# WORK INSTRUCTIONS
Each record below must be written out exactly as given.

# WORKING DATA
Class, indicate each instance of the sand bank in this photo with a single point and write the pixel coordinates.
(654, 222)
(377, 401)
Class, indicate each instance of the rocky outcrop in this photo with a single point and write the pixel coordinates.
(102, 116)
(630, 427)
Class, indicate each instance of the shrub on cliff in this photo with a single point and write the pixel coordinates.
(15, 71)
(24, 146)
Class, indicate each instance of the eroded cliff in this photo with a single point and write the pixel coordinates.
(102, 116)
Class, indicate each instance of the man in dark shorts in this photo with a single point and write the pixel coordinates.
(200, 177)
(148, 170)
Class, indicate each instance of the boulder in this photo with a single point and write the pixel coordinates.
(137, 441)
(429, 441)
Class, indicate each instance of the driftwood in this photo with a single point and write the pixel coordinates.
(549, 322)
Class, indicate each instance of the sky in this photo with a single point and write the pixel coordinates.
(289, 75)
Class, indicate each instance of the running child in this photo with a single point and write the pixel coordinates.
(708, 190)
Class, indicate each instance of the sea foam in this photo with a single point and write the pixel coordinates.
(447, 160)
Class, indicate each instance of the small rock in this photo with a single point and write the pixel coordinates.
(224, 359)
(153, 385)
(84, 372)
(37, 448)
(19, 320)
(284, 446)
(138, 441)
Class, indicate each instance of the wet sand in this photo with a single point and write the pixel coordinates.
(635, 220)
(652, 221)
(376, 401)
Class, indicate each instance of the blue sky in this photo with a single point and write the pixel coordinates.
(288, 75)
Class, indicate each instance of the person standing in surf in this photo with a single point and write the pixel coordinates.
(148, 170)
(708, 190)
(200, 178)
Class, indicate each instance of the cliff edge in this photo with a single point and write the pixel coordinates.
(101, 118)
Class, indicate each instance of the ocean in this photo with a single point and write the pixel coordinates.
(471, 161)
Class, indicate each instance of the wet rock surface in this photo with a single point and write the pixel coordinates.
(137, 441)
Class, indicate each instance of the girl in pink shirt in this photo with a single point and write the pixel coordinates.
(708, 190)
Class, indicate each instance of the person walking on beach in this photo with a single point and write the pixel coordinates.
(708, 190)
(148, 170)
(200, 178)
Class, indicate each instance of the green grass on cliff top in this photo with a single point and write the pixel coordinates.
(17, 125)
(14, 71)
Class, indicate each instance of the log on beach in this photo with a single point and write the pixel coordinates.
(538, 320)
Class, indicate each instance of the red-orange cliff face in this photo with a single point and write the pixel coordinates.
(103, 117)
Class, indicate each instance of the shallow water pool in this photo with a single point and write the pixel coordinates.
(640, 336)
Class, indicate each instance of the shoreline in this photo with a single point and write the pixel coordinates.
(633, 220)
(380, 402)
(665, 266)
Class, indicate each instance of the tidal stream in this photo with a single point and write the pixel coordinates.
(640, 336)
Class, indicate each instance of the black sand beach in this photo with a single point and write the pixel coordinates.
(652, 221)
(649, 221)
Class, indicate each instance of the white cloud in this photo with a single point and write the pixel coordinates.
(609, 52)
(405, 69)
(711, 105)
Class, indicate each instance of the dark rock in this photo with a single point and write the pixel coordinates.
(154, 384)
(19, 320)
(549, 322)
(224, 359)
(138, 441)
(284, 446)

# WORKED SOLUTION
Class, indicate each instance of the sand bank in this photo with a single point and write the pixel coordinates.
(654, 222)
(377, 401)
Class, indicate each instance of the rocky outcrop in this photo with a single point and write the pixel coordinates.
(102, 116)
(630, 427)
Class, indicate each instance of the shrub on cliff in this photo with a single point and write the pixel coordinates.
(15, 71)
(24, 146)
Class, indicate each instance of the eroded cliff in this photo with a single point and write the pixel coordinates.
(102, 116)
Class, indicate each instance of the man in dark shorts in this photo with a single point and write the pixel coordinates.
(200, 177)
(148, 170)
Class, indicate each instance of the boulder in this photo with a single point and write the pixel coordinates.
(137, 441)
(429, 441)
Class, indicate each instance of the driftwood in this photo with a single point and write the pixel coordinates.
(549, 322)
Class, indicate each instance of the sky in this photo with a single point and write the pixel coordinates.
(289, 75)
Class, indicate each instance of the running child in this photo with a single point and write the pixel coordinates.
(708, 190)
Class, indicate each instance of the sea foam in this photo with a single point and write the pixel coordinates.
(447, 160)
Class, indicate each instance of the small rock in this photo with a single point and write the pixel coordinates.
(224, 359)
(153, 385)
(84, 372)
(37, 448)
(19, 320)
(284, 446)
(138, 441)
Class, indicate each instance of the wet sand in this photo with a single point and write the pixel coordinates.
(635, 220)
(652, 221)
(376, 401)
Class, indicate each instance of the blue sky in this photo with a single point and write the pixel coordinates.
(288, 75)
Class, indicate each instance of the person standing in surf in this photo with a single point and write the pixel coordinates.
(148, 170)
(708, 190)
(200, 178)
Class, indicate each instance of the cliff edge in this photo with a single point and write the pixel coordinates.
(101, 118)
Class, indicate each instance of the ocean in this photo with a single point and write the pixel coordinates.
(471, 161)
Class, indicate each instance of the wet rock surface in this photo with a single point and write the pixel coordinates.
(137, 441)
Class, indicate each instance of the girl in pink shirt in this photo with a single point and write the pixel coordinates.
(708, 190)
Class, indicate each instance of the person walking on beach in this photo with a single point and write the pixel coordinates.
(708, 190)
(148, 170)
(200, 178)
Class, indicate each instance of the green grass on cliff top in this photo with a single point and write the pixel coordinates.
(17, 125)
(14, 71)
Class, indicate each instance of the log on beach in this photo with a single point and write the pixel coordinates.
(538, 320)
Class, indicate each instance of the red-orange cliff face in this photo with a single point and write the pixel coordinates.
(103, 117)
Class, indicate each instance of the shallow water pool in this photo with a single point and write the pixel coordinates.
(640, 336)
Class, indicate each instance of the shoreline in this photo with a single point and write the pixel coordinates.
(633, 220)
(380, 402)
(665, 266)
Class, indicate each instance of the tidal stream in this photo with a single point and write the pixel coordinates.
(640, 336)
Class, indicate each instance of the black sand beach in this photo with a single point and write the pixel coordinates.
(652, 221)
(649, 221)
Class, indicate each instance of the white cloud in this photo with a single point and write the pixel coordinates.
(609, 52)
(405, 69)
(711, 105)
Class, indicate each instance of the dark rock in this photo with a single point and write the pixel coordinates.
(154, 384)
(19, 320)
(549, 322)
(224, 359)
(138, 441)
(284, 446)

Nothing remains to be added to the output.